AUSGEWÄHLTER AUSZUG:

Wer ist hier der Dreck?
Wenn „Drecksarbeit“ zur Staatsräson wird
„Drecksarbeit“ soll Israel leisten – doch wer oder was ist in diesem Bild eigentlich der „Dreck“? Genau diese Frage macht fassungslos, wütend und fordert Widerspruch.
Von Rameza Monir Sonntag, 22.06.2025, 12:08 Uhr|zuletzt aktualisiert: Sonntag, 22.06.2025, 12:08 Uhr Lesedauer: 2 Minuten |
Mitten im G7-Gipfel erklärt Bundeskanzler Friedrich Merz, Israel übernehme „für uns alle die Drecksarbeit“. Eine Aussage, die mehr ist als eine diplomatische Entgleisung. Sie offenbart ein zynisches Weltbild, nach dem Motto: Früher haben wir Gewalt verschwiegen, heute feiern wir sie als Dienstleistung.
Während sich der Westen also moralisch sauber hält, wird Gewalt ausgelagert, legitimiert und sprachlich verharmlost. Doch wer die „Drecksarbeit“ macht, entscheidet auch, was als „Dreck“ gilt – und darin liegt die eigentliche Gefahr.
Auch wenn sich die CDU-Fraktion nachträglich darum bemühte, die Aussage im Kontext der Bedrohung durch ein „Terror-Regime wie das iranische Mullah-Regime“ einzuordnen, bleibt ein bitterer Beigeschmack. Denn was impliziert diese Aussage wirklich?
„Mit dieser Rhetorik wird ein hochproblematisches, entmenschlichendes Narrativ befeuert: Israel erscheint als ‚Reiniger‘ – aber was genau soll in diesem Bild eigentlich der ‚Dreck‘ sein?“
Sie suggeriert, dass Israel im Nahen Osten mit militärischer Gewalt westliche Interessen verteidigt – stellvertretend –, während sich der Westen selbst aus direkten Konflikten heraushält. Der Westen will sich nicht die Hände schmutzig machen, also lässt man Israel gewähren. Damit legitimiert man indirekt auch das Vorgehen Israels im Gazastreifen, das nach Einschätzung von UN-Organisationen und Menschenrechtsgruppen vielfach gegen das humanitäre Völkerrecht verstößt. Dazu zählen etwa die kollektive Aushungerung der Zivilbevölkerung, die gezielte Zerstörung ziviler Infrastruktur und der Einsatz unverhältnismäßiger Gewalt in dicht besiedelten Gebieten.

ANWEISUNG 1:
Bei welchem Treffen sagte Friedrich Merz laut dem Kommentar zur „Drecksarbeit“-Aussage, Israel übernehme „für uns alle die Drecksarbeit“?
ANWEISUNG 2:
Ändere im Kommentar zur „Drecksarbeit“-Aussage den Abschnitt von „Von Rameza Monir“ bis „sie als Dienstleistung.“ und schreib ihn neu, wobei „Regierungschef“ an die Stelle von „Bundeskanzler“ tritt.
ANWEISUNG 3:
Schreib den Kommentar zur „Drecksarbeit“-Aussage von Friedrich Merz im gleichen Ton weiter, direkt nach seinem letzten Satz.

GESPEICHERTE ZEILEN:
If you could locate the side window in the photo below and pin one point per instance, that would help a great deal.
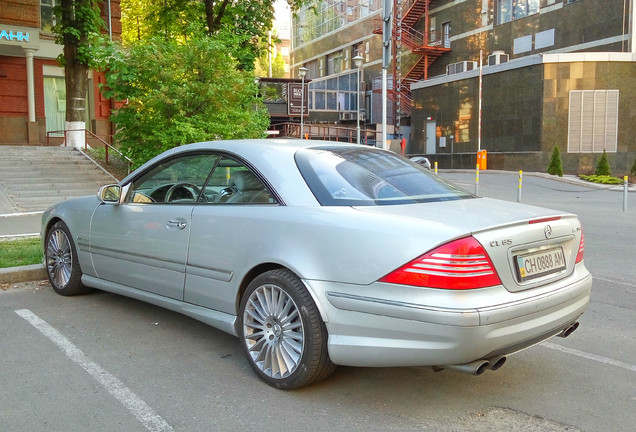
(232, 182)
(179, 180)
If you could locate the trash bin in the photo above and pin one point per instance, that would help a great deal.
(482, 159)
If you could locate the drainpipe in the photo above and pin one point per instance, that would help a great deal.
(110, 23)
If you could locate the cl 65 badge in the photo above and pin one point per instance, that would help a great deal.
(504, 242)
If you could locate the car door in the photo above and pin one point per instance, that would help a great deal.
(142, 243)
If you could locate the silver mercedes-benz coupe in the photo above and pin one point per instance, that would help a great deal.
(317, 254)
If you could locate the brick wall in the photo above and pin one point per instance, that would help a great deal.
(20, 13)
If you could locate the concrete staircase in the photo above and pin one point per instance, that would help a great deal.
(34, 178)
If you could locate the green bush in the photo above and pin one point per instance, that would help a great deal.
(20, 252)
(179, 93)
(555, 167)
(602, 166)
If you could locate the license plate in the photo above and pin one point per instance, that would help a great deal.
(536, 264)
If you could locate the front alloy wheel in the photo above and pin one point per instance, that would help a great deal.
(62, 266)
(283, 335)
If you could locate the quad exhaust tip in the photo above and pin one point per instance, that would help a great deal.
(569, 330)
(478, 367)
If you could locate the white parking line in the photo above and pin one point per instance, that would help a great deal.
(589, 356)
(115, 387)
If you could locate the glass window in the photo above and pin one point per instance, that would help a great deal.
(508, 10)
(179, 180)
(232, 182)
(47, 17)
(319, 100)
(593, 121)
(332, 101)
(343, 84)
(367, 177)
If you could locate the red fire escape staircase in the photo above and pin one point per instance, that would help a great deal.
(418, 43)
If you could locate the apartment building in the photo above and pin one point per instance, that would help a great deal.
(32, 88)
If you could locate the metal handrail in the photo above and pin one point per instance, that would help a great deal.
(327, 132)
(89, 135)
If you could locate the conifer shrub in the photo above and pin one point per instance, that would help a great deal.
(556, 166)
(602, 166)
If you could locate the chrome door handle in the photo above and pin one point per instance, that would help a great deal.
(181, 224)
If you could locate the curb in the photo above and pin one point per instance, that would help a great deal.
(23, 273)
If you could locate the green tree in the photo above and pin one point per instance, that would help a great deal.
(602, 166)
(278, 66)
(555, 167)
(78, 28)
(245, 22)
(180, 93)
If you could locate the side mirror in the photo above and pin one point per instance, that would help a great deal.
(109, 194)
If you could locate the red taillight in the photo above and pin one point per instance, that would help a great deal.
(579, 255)
(460, 264)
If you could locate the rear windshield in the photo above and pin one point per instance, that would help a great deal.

ERWARTETE ANTWORT 1:
Beim G7-Gipfel.

ERWARTETE ANTWORT 2:
Von Rameza Monir Sonntag, 22.06.2025, 12:08 Uhr|zuletzt aktualisiert: Sonntag, 22.06.2025, 12:08 Uhr Lesedauer: 2 Minuten |
Mitten im G7-Gipfel erklärt Regierungschef Friedrich Merz, Israel übernehme „für uns alle die Drecksarbeit“. Eine Aussage, die mehr ist als eine diplomatische Entgleisung. Sie offenbart ein zynisches Weltbild, nach dem Motto: Früher haben wir Gewalt verschwiegen, heute feiern wir sie als Dienstleistung.

ERWARTETE ANTWORT 3:
Mit dieser Rhetorik wird ein hochproblematisches, entmenschlichendes Narrativ befeuert: Israel erscheint als „Reiniger“ – aber was genau soll in diesem Bild eigentlich der „Dreck“ sein?
Der in diesem Zusammenhang genannte Begriff „Drecksarbeit“ folgt einer ähnlichen Logik wie der Begriff „unzivilisiert“, der bereits 2020 und 2023 hohe mediale Wellen geschlagen hat. Beide entmenschlichen und rechtfertigen Gewalt als notwendiges Übel im Dienst einer höheren Ordnung. Israel wird damit zum „Saubermacher“ und „Verteidiger der zivilisierten Welt“ stilisiert, während die Opfer dieser Gewalt, etwa in Gaza, implizit als Teil des „Schmutzes“ erscheinen. Solche Begriffe schaffen nicht nur Abstand zur Realität des Krieges – sie verschieben auch Verantwortung und Moral.
„Die wahre ‚Drecksarbeit‘ leisten jene mutigen Menschen im Iran, die sich Tag für Tag dem islamistischen Machtapparat widersetzen.“
Gerade in dieser moralisch aufgeladenen Rhetorik gehen jene unter, die tatsächliche politische Konsequenz und Solidarität verdient hätten: Viele Iranerinnen und Iraner fordern seit Jahren eine klare Haltung der Bundesregierung sowie Sanktionen gegen das iranische Regime, das mit brutaler Unterdrückung regiert. Realistisch betrachtet betrifft das aktuelle geopolitische Kalkül jedoch vor allem die 80 Millionen Menschen im Iran, die seit über vier Jahrzehnten unter der repressiven Herrschaft der Mullahs leiden.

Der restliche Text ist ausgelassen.